**PASSAGE TO READ**
§
Mouse Cuisine
A few comments in the previous post raised the question of how anyone could know what mouse tastes like. I'm glad you asked...
Mouse and rat has been a staple of cities under prolonged siege since time immemorial.
Back in the days of wooden ships and iron men, the midshipmen of His Majesty's Royal Navy ate the rats on board after the meat ran out. They called them
millers. Patrick O'Brian on multiple occasions takes great delight in pointing this out in his sea stories.
The Romans ate dormice. There's an old joke of ancient historians called the dormouse test, which I think was devised by Mary Beard:
The best way to judge a modern recreation of ancient Rome - in film or fiction - is to apply the simple "dormouse test". How long is it before the characters adopt an uncomfortably horizontal position in front of tables, usually festooned with grapes, and one says to another: "Can I pass you a dormouse?"
The basic rule of thumb is this: the longer you have to wait before this tasty little morsel appears on the recreated banquet, the more subtle the reconstruction is likely to be.
There was a book written long ago called
Unmentionable Cuisine, by Calvin Schwabe, which was basically an attempt to gross out the reader. (Not that I could ever be accused of doing that...) .
Unmentionable Cuisine includes a recipe for Grilled Rats Bordeaux Style, and claims that to this day much of the meat eaten in Ghana is mouse and rat.
§
**PROBLEM TO WORK ON**
Write out the text about eating mice word for word, from "The Romans ate" to "doing that...) .", inclusive.
§
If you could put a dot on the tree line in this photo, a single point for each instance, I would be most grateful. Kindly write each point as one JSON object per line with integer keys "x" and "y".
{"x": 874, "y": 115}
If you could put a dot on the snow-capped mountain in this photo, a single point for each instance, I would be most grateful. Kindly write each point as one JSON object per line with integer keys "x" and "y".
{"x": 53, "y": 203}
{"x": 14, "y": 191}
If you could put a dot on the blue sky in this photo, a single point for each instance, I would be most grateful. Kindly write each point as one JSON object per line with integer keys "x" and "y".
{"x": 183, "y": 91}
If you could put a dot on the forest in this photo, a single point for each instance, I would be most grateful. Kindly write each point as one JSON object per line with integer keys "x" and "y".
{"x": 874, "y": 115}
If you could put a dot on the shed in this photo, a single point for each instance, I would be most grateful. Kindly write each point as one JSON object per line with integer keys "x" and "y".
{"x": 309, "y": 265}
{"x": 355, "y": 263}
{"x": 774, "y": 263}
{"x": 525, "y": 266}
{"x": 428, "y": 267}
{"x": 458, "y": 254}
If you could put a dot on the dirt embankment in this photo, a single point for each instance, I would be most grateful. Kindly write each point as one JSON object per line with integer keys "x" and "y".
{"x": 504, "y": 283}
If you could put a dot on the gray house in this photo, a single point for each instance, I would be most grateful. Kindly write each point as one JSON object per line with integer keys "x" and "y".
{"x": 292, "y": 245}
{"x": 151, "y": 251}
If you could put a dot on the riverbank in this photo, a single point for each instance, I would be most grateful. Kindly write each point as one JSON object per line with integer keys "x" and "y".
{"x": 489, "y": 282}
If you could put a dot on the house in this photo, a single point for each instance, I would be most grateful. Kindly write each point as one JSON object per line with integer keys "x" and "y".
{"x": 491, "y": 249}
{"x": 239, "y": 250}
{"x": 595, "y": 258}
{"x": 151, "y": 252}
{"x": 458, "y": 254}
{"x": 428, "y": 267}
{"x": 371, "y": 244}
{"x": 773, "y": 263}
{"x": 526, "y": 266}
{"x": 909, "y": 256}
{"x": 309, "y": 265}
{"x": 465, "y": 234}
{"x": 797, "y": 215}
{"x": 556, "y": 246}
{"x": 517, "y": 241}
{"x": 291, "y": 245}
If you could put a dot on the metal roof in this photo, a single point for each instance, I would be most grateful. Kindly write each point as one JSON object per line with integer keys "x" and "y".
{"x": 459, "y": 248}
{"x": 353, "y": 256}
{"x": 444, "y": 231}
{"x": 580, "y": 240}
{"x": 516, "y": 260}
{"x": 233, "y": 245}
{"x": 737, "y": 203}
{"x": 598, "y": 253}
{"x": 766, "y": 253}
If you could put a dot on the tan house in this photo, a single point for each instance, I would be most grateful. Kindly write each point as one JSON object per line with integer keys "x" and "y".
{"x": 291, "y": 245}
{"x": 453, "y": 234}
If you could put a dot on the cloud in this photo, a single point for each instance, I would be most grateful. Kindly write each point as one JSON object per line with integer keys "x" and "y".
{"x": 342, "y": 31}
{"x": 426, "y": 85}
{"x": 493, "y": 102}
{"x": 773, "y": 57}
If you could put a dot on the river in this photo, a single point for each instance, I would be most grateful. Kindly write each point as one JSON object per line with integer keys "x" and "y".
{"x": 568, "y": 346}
§
**EXERCISE RESPONSE**
The Romans ate dormice. There's an old joke of ancient historians called the dormouse test, which I think was devised by Mary Beard:
The best way to judge a modern recreation of ancient Rome - in film or fiction - is to apply the simple "dormouse test". How long is it before the characters adopt an uncomfortably horizontal position in front of tables, usually festooned with grapes, and one says to another: "Can I pass you a dormouse?"
The basic rule of thumb is this: the longer you have to wait before this tasty little morsel appears on the recreated banquet, the more subtle the reconstruction is likely to be.
There was a book written long ago called
Unmentionable Cuisine, by Calvin Schwabe, which was basically an attempt to gross out the reader. (Not that I could ever be accused of doing that...) .